Directive
Count the lines of the material below that contain the string "post", with case counting, and reply with the number alone.

A run of records
===

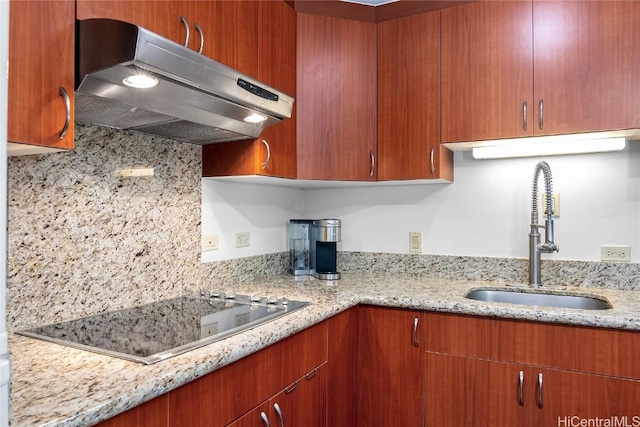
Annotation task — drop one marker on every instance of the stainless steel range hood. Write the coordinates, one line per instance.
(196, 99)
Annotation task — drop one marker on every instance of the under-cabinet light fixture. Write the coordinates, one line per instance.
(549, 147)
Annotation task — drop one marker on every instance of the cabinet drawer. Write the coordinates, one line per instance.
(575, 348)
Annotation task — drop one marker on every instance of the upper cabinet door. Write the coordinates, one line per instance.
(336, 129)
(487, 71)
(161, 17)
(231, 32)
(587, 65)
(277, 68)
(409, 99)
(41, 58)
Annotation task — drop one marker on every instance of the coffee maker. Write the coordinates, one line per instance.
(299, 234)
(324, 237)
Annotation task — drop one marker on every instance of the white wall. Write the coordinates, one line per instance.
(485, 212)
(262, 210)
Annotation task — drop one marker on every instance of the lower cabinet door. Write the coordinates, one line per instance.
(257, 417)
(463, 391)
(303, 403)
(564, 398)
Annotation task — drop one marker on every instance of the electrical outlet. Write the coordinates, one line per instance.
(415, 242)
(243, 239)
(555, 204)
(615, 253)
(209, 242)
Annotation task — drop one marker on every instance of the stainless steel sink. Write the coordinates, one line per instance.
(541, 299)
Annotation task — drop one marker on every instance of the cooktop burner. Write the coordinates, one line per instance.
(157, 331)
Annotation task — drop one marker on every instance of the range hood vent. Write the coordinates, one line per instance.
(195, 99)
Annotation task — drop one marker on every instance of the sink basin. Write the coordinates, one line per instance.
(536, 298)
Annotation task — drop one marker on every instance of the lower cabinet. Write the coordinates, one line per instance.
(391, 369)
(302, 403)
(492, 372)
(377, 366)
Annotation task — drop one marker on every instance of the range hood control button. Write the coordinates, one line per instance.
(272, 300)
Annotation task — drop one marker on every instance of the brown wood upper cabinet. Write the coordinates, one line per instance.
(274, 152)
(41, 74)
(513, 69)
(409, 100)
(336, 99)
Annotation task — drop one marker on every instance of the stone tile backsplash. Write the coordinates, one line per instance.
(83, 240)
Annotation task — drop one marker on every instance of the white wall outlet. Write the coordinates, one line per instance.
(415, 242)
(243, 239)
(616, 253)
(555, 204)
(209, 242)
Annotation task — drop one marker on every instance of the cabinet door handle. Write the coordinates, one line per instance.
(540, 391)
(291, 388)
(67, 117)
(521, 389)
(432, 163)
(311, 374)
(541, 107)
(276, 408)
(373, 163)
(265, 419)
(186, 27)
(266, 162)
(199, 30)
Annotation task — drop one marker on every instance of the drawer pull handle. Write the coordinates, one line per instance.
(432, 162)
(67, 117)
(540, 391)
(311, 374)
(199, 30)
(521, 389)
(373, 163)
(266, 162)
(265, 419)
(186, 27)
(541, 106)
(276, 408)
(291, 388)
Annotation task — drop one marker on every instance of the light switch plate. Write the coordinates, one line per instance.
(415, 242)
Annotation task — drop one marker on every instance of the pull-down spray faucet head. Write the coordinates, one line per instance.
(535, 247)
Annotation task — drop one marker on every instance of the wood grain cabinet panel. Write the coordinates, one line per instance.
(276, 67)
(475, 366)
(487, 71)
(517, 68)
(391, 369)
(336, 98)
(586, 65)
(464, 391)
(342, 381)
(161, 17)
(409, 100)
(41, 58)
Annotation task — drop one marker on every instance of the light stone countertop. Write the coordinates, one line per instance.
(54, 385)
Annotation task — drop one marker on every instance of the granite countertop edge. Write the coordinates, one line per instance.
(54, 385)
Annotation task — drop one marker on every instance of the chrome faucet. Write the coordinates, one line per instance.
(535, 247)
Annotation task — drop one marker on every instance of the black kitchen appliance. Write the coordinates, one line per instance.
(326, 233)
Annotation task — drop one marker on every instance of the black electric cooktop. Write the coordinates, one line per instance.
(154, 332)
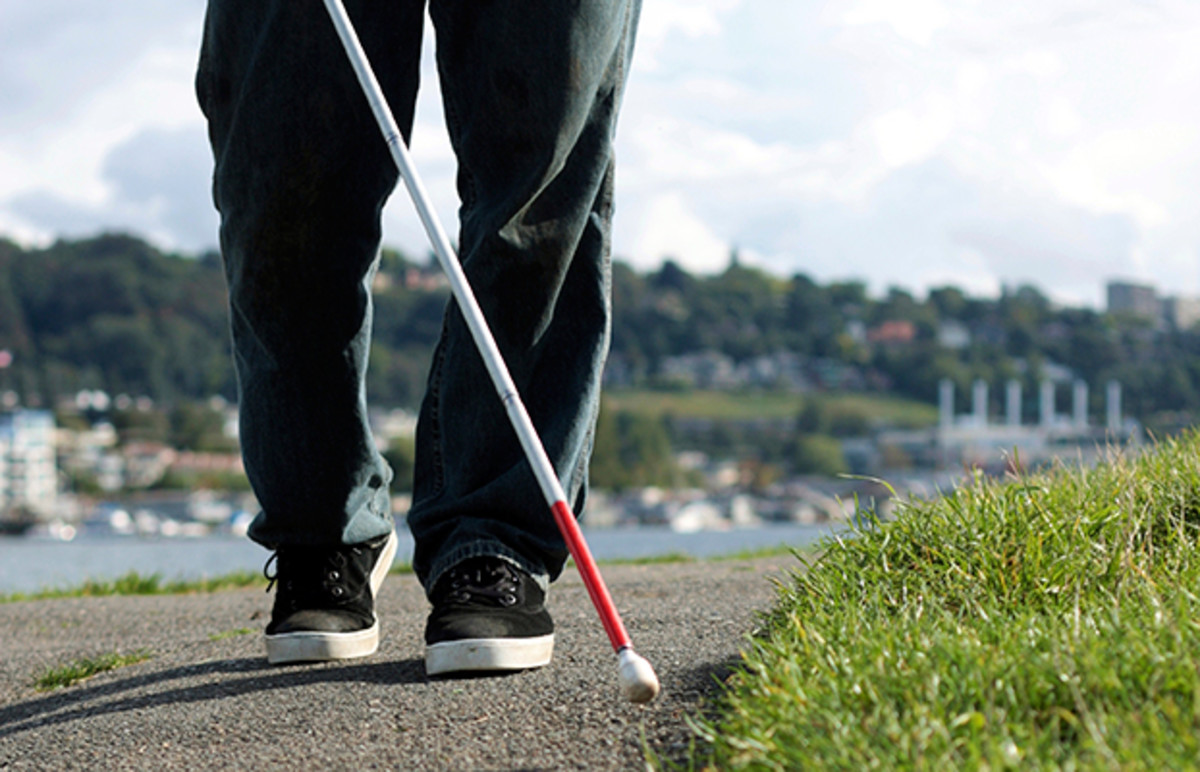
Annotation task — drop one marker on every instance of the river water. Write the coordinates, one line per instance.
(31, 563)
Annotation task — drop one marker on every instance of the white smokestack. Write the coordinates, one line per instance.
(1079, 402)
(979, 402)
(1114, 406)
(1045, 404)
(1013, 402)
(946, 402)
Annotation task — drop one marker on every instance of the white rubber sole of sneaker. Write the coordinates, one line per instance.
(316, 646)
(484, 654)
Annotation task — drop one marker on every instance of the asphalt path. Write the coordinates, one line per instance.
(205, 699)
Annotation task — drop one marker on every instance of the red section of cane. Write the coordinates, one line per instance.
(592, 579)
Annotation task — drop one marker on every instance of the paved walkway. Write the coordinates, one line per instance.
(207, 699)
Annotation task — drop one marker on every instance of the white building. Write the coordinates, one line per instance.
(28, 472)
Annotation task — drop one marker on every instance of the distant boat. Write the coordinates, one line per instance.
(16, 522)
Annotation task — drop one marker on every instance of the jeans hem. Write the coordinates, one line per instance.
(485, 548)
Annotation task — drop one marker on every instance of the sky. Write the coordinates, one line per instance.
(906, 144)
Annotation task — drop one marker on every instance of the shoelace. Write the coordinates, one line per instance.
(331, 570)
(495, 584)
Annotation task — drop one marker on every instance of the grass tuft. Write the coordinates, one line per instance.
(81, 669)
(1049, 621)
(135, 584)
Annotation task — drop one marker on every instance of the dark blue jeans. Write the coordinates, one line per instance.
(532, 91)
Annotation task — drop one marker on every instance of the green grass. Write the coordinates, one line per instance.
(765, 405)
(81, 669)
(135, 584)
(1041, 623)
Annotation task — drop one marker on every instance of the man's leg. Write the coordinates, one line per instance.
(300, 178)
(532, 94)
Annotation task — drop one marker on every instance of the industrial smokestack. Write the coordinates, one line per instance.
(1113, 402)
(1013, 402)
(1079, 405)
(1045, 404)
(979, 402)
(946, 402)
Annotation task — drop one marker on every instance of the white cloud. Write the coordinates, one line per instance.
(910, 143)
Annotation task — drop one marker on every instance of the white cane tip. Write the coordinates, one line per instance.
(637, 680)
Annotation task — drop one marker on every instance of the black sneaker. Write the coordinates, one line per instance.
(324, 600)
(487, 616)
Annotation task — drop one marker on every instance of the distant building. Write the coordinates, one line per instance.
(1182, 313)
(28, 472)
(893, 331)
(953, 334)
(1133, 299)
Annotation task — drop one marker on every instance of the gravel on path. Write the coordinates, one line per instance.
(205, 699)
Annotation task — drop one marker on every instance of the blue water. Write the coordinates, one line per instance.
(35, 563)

===

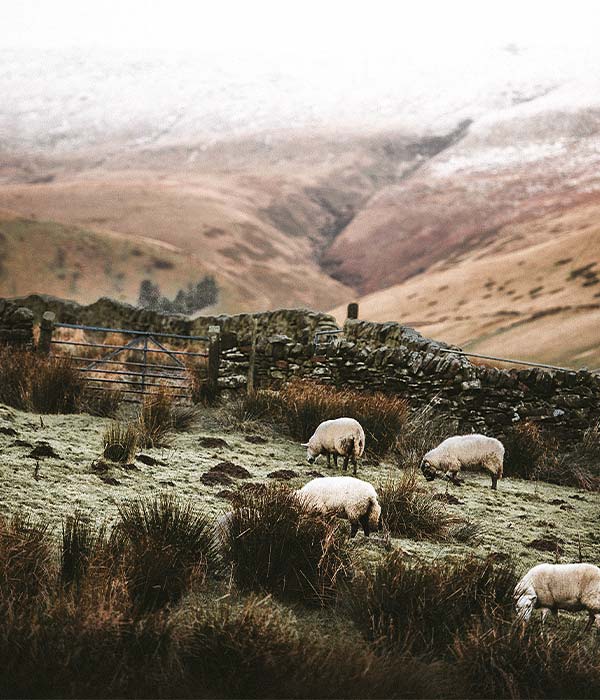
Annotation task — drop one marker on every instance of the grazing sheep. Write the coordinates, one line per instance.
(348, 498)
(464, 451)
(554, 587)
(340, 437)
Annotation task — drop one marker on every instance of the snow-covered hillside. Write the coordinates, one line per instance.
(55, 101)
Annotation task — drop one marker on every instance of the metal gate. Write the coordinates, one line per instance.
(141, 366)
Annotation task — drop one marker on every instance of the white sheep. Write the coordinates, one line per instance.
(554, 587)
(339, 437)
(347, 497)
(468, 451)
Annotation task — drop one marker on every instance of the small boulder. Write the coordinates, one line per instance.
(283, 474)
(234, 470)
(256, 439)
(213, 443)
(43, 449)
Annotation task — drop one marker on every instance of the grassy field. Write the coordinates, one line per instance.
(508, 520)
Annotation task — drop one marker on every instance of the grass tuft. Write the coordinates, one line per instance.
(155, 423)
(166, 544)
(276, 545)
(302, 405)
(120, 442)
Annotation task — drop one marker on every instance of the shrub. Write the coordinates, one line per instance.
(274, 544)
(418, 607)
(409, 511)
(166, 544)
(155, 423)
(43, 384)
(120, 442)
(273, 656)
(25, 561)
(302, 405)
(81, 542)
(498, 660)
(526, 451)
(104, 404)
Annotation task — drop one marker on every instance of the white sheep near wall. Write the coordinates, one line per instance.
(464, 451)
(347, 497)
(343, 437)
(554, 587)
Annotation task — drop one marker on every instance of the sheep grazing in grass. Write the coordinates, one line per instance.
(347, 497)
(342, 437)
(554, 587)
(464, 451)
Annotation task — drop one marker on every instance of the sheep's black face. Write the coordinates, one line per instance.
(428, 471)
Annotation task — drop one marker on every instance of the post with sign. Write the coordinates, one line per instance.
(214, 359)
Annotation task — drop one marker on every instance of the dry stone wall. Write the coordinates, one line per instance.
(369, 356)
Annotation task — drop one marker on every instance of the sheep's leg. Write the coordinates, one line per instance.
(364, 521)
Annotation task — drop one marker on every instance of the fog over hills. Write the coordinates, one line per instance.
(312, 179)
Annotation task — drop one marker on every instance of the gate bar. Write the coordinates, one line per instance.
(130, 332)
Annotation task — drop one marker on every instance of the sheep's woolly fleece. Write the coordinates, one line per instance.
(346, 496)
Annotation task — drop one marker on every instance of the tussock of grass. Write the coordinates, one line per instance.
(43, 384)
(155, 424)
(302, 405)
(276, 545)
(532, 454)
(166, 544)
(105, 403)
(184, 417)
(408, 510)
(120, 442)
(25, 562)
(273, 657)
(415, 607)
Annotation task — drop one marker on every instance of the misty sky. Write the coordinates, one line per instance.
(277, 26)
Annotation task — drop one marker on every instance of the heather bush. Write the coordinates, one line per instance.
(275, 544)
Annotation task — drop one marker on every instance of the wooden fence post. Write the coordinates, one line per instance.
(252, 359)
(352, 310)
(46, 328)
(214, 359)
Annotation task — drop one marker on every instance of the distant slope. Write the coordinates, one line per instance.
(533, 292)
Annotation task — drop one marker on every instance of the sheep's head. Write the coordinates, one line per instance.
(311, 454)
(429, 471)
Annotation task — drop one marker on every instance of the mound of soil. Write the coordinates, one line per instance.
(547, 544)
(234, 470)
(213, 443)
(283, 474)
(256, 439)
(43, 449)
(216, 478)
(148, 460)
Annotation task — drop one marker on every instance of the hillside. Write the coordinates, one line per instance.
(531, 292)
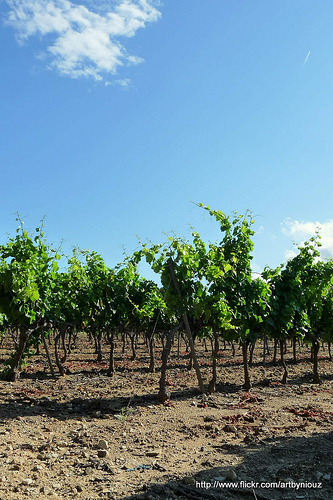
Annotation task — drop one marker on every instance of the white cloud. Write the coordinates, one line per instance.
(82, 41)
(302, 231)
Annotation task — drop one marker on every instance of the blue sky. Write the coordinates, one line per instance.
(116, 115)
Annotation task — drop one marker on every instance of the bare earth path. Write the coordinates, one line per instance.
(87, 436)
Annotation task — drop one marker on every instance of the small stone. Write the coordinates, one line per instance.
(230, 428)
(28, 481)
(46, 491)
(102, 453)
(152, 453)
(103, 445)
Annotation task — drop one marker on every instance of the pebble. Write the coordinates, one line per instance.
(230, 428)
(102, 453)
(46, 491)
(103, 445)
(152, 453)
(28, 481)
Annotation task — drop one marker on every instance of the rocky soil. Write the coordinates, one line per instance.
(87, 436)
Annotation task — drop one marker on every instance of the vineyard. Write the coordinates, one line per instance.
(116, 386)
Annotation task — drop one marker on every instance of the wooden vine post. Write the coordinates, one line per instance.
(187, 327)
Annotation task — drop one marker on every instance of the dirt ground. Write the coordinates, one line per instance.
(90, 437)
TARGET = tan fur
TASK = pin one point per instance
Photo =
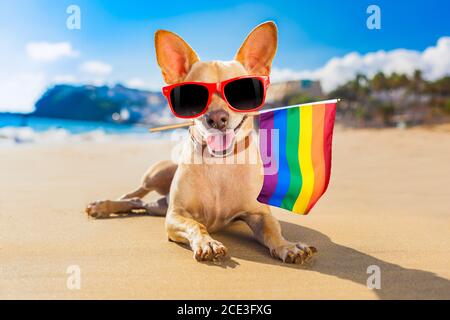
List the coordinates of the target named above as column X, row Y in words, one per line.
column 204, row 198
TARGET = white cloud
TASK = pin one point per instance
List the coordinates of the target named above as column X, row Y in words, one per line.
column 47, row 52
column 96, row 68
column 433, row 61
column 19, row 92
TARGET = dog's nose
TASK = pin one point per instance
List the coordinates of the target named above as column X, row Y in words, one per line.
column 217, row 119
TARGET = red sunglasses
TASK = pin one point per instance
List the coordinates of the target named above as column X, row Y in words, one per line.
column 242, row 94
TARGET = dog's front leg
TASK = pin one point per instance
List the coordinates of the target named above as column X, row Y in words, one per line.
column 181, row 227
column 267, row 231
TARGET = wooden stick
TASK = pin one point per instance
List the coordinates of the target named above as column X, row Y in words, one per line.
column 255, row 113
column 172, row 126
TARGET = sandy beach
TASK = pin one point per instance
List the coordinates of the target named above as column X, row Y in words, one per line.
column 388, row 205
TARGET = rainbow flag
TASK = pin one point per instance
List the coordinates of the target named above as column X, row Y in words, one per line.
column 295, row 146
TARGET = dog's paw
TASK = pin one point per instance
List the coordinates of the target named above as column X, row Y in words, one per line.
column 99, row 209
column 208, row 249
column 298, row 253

===

Exercise answer
3